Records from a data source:
▬▬▬▬▬▬
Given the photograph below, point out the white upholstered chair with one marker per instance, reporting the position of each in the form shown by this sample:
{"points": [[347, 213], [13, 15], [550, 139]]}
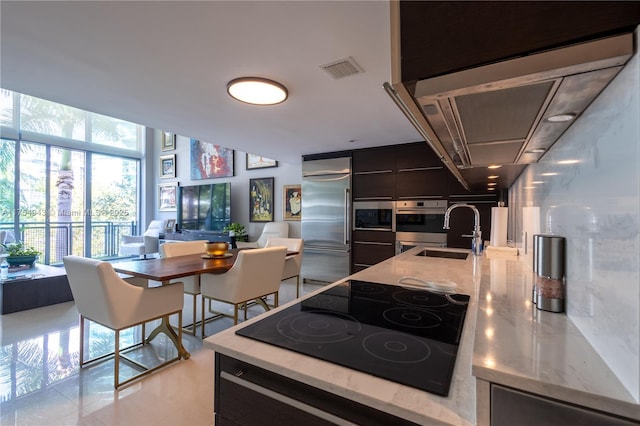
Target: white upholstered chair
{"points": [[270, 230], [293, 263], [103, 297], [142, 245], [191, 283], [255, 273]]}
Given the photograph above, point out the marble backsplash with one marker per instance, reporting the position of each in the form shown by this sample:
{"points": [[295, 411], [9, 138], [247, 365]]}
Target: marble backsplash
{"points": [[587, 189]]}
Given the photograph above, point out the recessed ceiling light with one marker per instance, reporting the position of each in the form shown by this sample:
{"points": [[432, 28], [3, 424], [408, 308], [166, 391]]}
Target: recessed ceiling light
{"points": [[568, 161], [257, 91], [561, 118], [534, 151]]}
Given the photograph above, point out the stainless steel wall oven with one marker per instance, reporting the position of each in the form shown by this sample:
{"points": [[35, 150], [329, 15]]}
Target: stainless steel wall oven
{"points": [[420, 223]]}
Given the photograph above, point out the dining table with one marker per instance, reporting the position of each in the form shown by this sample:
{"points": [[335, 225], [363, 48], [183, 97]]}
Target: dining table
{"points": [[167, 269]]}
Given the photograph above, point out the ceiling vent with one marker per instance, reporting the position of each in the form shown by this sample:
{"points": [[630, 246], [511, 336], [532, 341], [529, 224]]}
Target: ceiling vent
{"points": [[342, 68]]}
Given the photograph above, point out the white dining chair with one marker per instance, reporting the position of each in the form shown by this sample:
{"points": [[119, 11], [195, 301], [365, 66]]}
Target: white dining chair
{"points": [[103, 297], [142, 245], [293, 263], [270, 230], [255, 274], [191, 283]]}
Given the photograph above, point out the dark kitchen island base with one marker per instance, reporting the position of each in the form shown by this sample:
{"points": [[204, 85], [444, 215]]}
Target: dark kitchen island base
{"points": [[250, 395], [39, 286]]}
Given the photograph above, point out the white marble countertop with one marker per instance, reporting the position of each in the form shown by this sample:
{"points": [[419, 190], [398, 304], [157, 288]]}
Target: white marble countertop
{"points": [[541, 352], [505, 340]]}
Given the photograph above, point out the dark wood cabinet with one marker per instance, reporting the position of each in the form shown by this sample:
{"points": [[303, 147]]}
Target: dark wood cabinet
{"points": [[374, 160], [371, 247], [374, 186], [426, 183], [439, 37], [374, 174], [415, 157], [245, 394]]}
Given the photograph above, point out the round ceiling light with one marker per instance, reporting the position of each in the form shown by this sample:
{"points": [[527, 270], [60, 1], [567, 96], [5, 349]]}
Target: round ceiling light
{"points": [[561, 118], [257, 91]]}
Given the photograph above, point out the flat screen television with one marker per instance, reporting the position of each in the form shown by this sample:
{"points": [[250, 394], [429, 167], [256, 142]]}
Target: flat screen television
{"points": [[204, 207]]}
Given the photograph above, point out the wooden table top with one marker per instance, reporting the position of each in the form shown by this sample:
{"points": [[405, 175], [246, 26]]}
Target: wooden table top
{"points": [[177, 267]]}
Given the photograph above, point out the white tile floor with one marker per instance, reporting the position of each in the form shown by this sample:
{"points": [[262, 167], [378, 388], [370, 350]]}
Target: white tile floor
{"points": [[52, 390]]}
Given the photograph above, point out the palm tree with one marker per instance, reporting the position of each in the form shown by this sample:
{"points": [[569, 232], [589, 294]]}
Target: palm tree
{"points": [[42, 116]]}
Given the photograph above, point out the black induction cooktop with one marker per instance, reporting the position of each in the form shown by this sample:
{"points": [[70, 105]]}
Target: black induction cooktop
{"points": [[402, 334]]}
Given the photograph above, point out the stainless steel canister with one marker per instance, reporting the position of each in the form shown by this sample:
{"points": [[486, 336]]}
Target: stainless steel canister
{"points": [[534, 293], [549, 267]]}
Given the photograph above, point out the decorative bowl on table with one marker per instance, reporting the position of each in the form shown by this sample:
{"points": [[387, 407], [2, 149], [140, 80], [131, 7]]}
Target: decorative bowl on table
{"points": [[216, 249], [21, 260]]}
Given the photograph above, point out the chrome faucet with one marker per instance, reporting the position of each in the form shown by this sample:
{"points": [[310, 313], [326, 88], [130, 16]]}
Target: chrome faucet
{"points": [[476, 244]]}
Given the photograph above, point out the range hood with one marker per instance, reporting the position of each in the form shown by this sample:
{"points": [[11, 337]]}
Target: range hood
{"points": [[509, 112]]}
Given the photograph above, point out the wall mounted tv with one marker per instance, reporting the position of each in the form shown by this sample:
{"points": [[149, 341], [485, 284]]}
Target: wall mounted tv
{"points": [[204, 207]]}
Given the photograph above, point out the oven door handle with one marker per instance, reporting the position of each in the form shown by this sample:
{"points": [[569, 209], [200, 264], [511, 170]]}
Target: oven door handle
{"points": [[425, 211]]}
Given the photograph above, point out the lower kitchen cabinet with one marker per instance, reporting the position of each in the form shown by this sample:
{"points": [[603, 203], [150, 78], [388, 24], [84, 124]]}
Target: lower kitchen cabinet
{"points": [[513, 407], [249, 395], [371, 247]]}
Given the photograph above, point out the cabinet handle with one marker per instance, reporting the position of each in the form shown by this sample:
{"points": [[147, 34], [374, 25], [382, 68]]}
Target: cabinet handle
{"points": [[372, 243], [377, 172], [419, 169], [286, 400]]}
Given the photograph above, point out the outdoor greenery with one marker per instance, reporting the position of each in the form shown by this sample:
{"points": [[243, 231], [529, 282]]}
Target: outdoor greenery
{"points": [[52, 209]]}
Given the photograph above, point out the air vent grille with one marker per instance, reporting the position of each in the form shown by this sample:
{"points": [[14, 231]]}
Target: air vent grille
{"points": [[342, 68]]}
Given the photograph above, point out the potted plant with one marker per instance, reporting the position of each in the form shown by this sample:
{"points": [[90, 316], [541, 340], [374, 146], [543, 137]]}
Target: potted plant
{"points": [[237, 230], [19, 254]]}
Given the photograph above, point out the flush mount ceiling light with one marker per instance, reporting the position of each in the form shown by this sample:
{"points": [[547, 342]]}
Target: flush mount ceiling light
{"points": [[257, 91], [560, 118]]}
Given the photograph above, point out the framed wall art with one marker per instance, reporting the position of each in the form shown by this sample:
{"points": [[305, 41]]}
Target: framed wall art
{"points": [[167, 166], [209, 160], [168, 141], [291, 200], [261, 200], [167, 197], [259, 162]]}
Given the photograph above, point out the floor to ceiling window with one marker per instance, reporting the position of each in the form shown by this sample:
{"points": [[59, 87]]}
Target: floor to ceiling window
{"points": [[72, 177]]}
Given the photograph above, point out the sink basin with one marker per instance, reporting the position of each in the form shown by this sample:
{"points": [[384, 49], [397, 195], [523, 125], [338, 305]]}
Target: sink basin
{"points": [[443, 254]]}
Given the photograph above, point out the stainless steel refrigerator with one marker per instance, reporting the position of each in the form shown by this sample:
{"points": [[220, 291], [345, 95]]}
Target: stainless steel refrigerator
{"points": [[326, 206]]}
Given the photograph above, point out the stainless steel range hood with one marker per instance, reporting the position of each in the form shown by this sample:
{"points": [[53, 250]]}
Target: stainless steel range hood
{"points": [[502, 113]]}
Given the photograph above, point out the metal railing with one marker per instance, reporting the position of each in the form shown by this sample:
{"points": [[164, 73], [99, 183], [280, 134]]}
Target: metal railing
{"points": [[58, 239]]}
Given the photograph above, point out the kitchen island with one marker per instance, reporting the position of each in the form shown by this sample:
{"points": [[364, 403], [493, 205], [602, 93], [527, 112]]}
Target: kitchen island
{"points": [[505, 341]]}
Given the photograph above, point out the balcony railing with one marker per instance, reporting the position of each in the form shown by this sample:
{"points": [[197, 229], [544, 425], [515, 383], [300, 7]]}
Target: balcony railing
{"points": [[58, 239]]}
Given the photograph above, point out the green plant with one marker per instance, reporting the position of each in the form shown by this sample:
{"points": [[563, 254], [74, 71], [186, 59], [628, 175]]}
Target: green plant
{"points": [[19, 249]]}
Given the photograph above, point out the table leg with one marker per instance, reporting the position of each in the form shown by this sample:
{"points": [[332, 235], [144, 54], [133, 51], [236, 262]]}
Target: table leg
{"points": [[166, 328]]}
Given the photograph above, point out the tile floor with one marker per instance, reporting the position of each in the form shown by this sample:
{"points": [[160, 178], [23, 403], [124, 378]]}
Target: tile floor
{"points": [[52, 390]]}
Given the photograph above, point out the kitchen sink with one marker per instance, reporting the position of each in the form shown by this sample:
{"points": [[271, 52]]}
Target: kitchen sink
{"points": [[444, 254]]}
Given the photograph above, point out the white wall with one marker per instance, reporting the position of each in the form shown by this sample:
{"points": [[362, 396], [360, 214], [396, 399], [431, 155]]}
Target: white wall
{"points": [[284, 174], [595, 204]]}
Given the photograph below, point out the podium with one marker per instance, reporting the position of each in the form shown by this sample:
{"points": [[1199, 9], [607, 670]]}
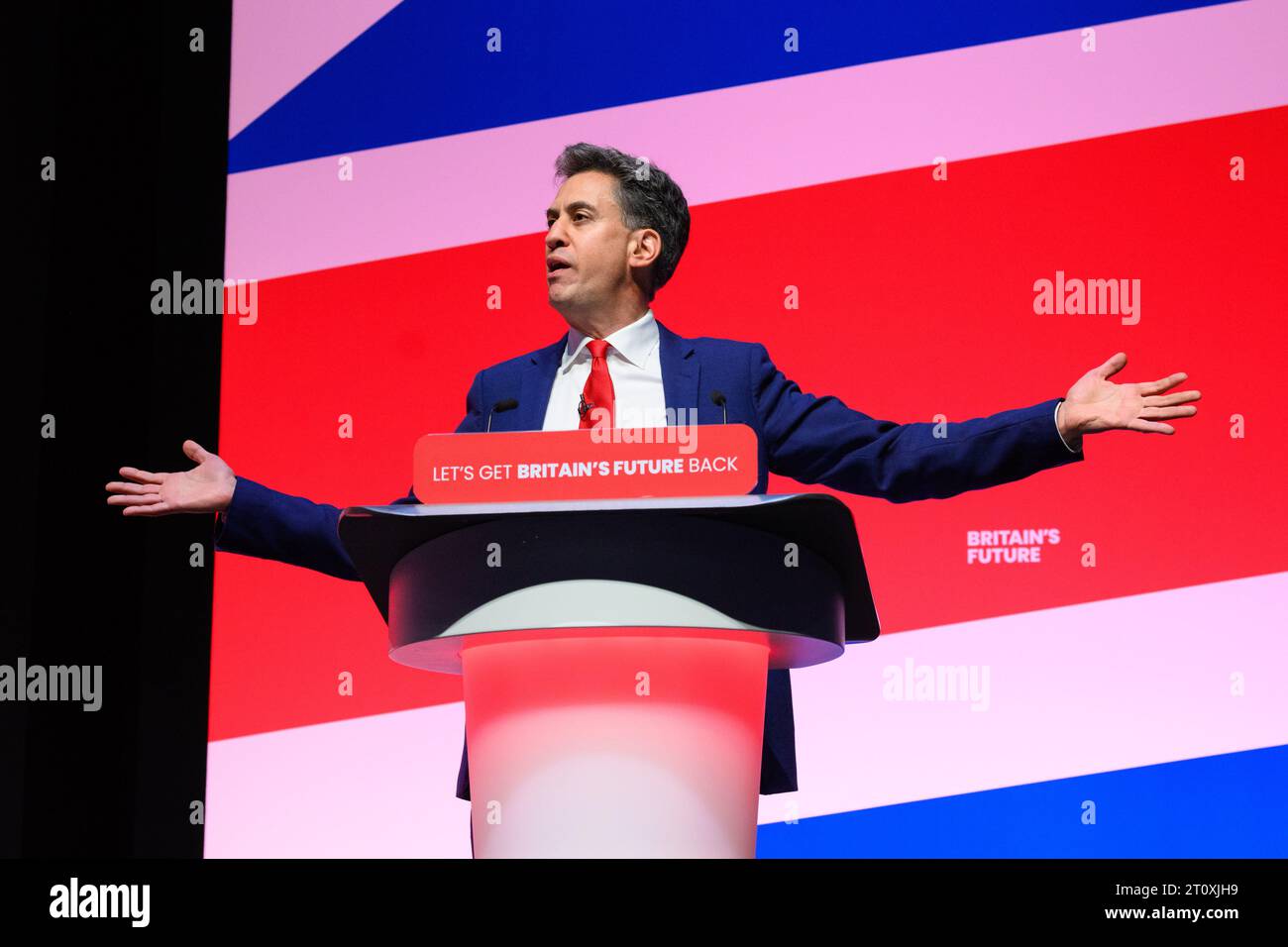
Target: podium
▬▬▬▬▬▬
Requirement:
Retype the line containing "Given the photograph above, point out the kitchen sink" and all lines after it through the end of the material, exactly and only those, leaving out pictures.

Task output:
Given the photograph above, point out the kitchen sink with one marker per instance, reporting the position of each in the form shown by this sample:
{"points": [[271, 52]]}
Target: kitchen sink
{"points": [[444, 254]]}
Given the photograph above, point out the white wall with one marker per instance, reporting the position of each in the form shown by this sample:
{"points": [[362, 396], [360, 214], [396, 399], [431, 155]]}
Target: white wall
{"points": [[284, 174], [595, 204]]}
Given the photograph below, point out the podium with one marker per instance, reporting the position of each in the form shown by this sample:
{"points": [[1199, 9], [607, 670]]}
Target: podium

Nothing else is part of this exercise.